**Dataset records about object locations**
++++++

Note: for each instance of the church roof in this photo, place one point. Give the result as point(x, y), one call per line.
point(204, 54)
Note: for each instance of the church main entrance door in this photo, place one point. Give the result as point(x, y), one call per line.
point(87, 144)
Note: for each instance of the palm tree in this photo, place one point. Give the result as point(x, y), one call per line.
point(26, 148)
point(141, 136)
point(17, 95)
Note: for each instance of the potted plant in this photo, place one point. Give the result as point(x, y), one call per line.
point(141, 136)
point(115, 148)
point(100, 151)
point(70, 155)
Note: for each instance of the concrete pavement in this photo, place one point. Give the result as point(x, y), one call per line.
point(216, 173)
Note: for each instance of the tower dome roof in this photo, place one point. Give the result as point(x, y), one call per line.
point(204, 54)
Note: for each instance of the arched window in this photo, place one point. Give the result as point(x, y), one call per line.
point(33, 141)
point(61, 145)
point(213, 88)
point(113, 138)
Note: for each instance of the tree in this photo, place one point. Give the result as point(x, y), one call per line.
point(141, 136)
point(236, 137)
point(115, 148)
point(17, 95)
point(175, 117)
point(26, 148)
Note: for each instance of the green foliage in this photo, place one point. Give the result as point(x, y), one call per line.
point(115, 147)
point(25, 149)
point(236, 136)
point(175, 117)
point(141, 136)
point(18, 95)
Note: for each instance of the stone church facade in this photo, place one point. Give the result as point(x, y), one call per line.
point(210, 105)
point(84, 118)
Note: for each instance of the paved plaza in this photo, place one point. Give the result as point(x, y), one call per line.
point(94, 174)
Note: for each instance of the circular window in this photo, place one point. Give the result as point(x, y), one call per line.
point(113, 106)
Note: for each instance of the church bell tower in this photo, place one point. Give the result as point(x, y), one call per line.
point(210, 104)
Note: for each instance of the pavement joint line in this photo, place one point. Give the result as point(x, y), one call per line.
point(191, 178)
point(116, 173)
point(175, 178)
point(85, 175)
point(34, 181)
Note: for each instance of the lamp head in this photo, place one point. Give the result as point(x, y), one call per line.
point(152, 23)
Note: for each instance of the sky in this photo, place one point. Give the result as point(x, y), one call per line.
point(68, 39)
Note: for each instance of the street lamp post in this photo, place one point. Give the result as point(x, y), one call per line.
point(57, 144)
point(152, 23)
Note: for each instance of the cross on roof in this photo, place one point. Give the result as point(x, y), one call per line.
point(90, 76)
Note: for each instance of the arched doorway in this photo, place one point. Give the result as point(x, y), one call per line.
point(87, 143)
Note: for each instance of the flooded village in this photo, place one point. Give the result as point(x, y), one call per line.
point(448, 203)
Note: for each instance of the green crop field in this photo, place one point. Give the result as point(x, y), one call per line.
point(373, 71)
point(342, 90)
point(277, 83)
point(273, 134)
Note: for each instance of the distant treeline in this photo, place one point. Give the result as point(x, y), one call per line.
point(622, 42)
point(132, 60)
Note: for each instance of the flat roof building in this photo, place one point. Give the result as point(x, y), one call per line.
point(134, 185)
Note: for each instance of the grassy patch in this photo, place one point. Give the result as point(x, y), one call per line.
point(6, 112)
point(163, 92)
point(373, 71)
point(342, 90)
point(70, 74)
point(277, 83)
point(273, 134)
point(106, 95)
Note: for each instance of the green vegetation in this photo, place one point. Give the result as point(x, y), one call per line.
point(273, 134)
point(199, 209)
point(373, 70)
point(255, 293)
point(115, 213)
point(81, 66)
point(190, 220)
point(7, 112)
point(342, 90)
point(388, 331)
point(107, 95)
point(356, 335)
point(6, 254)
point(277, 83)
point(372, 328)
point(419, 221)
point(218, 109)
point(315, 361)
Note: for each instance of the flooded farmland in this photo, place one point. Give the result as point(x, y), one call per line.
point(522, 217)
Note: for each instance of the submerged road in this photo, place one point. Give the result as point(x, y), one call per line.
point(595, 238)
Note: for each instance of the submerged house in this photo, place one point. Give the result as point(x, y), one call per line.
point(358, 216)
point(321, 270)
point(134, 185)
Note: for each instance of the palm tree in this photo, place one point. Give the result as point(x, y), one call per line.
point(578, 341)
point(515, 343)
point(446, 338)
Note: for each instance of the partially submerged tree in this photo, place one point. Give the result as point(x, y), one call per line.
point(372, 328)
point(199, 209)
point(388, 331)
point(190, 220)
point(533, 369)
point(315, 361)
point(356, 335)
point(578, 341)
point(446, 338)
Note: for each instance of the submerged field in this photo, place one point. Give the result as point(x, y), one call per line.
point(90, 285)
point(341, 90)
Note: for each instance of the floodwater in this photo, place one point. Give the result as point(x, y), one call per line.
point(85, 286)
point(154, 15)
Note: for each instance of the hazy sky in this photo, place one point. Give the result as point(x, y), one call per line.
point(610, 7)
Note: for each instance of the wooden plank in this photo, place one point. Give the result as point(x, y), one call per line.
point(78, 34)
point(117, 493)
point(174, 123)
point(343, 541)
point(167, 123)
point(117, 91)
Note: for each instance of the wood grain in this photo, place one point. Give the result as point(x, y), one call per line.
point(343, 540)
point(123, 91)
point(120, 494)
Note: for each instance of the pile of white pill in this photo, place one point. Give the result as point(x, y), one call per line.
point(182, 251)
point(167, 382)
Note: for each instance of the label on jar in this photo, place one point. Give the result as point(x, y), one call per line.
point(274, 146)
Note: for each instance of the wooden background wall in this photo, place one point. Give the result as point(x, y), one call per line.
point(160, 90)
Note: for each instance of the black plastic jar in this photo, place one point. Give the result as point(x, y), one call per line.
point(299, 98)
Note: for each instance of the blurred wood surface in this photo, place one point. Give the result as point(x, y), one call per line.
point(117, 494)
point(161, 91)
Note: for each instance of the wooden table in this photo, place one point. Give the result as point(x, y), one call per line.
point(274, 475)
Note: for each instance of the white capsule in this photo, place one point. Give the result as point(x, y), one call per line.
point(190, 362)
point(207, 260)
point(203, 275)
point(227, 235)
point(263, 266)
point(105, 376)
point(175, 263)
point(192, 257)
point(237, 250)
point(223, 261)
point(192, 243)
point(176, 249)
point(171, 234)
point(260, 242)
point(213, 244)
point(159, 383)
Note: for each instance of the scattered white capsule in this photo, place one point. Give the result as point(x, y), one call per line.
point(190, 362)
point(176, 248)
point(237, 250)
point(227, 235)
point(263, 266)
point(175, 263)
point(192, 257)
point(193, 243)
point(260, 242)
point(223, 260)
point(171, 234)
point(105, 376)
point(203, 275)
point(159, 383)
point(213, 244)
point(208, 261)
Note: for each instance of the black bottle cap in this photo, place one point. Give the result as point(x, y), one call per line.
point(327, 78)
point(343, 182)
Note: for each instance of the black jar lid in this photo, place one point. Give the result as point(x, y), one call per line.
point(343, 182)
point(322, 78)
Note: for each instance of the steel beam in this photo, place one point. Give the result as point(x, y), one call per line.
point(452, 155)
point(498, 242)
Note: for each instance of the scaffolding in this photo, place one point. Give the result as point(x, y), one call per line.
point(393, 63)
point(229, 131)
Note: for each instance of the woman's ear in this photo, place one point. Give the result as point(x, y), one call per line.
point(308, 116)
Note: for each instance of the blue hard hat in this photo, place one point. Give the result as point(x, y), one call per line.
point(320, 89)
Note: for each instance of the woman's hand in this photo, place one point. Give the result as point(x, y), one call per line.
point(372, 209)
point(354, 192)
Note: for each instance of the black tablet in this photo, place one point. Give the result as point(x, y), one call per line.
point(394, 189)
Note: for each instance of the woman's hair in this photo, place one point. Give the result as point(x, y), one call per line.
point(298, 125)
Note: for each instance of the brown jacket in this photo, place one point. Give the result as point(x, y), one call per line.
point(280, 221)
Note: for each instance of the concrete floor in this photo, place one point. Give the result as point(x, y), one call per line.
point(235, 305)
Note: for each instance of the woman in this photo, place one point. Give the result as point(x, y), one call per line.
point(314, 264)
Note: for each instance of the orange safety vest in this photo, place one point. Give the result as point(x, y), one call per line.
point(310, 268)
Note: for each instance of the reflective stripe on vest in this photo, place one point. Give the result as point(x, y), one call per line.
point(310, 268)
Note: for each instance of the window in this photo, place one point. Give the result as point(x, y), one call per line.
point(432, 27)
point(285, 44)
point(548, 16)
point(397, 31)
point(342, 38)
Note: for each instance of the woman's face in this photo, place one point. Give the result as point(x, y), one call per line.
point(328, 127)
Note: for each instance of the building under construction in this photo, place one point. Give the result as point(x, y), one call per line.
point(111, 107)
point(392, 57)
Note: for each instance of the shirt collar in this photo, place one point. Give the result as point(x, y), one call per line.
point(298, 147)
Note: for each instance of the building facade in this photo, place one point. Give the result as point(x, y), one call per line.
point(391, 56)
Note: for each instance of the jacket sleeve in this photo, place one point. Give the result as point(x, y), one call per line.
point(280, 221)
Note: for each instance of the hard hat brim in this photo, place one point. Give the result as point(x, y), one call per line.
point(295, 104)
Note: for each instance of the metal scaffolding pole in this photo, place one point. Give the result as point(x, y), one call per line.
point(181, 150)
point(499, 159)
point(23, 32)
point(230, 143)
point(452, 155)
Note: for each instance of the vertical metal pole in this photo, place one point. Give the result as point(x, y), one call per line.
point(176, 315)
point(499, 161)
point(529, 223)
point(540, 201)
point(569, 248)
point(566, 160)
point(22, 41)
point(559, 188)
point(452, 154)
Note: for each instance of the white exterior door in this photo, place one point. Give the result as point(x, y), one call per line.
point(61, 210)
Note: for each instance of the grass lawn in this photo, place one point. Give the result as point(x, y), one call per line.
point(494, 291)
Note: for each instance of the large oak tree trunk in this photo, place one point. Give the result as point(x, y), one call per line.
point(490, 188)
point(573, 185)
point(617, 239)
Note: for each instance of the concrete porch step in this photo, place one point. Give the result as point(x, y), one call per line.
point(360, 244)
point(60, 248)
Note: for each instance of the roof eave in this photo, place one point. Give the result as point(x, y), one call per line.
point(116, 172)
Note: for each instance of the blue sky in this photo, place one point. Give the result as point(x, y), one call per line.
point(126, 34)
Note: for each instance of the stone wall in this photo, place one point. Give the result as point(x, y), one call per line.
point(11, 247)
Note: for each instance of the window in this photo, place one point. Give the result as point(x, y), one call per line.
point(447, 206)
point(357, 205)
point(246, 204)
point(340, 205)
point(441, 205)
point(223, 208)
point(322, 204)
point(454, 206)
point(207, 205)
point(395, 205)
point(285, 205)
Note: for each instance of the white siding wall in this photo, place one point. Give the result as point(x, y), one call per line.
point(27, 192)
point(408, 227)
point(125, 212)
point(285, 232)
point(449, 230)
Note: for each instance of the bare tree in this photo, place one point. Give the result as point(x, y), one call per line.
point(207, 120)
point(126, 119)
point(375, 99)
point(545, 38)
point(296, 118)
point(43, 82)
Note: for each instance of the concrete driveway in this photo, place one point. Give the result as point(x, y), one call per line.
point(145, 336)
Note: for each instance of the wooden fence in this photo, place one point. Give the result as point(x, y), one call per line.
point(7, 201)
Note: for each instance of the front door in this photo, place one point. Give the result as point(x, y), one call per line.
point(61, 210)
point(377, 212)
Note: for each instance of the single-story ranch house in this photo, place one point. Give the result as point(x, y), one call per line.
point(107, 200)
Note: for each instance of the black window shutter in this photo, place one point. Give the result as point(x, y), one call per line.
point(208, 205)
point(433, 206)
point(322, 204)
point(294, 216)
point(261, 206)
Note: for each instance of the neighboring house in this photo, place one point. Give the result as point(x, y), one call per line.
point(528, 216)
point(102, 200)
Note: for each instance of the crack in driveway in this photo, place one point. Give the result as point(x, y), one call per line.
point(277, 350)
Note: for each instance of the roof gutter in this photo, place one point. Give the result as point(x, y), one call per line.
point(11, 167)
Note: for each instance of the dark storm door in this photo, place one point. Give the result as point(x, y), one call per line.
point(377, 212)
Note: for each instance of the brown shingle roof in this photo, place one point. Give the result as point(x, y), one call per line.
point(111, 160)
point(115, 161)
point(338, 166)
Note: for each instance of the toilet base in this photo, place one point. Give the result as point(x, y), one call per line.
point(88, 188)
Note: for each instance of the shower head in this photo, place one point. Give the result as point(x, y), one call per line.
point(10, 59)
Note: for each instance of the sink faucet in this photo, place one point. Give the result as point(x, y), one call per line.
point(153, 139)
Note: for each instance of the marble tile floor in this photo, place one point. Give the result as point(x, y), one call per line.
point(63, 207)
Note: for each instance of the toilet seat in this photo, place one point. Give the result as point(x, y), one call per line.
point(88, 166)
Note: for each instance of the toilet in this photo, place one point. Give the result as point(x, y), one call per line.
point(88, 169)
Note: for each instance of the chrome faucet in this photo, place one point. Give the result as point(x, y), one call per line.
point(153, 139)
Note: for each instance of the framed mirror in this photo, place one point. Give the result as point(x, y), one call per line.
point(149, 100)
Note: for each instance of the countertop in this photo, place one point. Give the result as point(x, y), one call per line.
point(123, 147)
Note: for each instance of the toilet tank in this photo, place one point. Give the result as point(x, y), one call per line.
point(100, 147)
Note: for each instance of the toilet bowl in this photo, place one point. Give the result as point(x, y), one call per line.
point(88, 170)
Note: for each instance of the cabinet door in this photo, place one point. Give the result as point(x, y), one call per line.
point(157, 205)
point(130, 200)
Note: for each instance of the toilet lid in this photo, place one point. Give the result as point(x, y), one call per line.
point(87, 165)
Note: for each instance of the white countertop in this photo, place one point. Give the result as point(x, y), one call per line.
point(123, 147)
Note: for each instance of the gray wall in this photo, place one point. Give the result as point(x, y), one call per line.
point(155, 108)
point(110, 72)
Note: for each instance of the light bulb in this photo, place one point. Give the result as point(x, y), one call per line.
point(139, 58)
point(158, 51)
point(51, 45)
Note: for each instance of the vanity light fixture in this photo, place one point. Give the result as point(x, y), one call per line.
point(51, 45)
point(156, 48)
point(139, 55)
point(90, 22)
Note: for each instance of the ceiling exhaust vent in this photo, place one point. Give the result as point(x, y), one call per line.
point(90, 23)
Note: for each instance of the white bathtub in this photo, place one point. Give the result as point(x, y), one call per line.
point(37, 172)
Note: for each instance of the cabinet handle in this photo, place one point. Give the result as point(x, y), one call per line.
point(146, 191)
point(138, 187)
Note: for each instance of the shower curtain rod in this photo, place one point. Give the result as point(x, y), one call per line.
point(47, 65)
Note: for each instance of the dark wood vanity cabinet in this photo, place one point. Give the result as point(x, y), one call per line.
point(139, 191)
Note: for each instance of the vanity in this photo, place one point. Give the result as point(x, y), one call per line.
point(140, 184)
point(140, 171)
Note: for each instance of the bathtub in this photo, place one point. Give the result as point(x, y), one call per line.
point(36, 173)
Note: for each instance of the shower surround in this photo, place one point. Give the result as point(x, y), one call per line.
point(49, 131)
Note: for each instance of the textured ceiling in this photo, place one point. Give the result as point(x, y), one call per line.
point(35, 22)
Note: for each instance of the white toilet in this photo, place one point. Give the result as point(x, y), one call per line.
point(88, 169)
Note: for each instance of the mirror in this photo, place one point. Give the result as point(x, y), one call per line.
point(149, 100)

++++++

**To do**
Using the records above, please retype only the run of lines from the line holding "Note: for each instance of the bathtub" through the last line, both ends included.

**Reply**
Note: for each instance of the bathtub in this photo, place one point. Give the result as point(x, y), one call per line.
point(36, 173)
Note: for each instance of the shower surround in this photo, place one point. Give the result as point(x, y), one call per line.
point(49, 131)
Note: for each instance of the textured ceiling in this photo, place one point. Give the result as point(x, y), one call per line.
point(35, 22)
Note: for each instance of the white toilet in this photo, place one point. Give the result as point(x, y), one call per line.
point(88, 169)
Note: for each instance of the mirror in this photo, place one point. Give the result as point(x, y), one call per line.
point(149, 100)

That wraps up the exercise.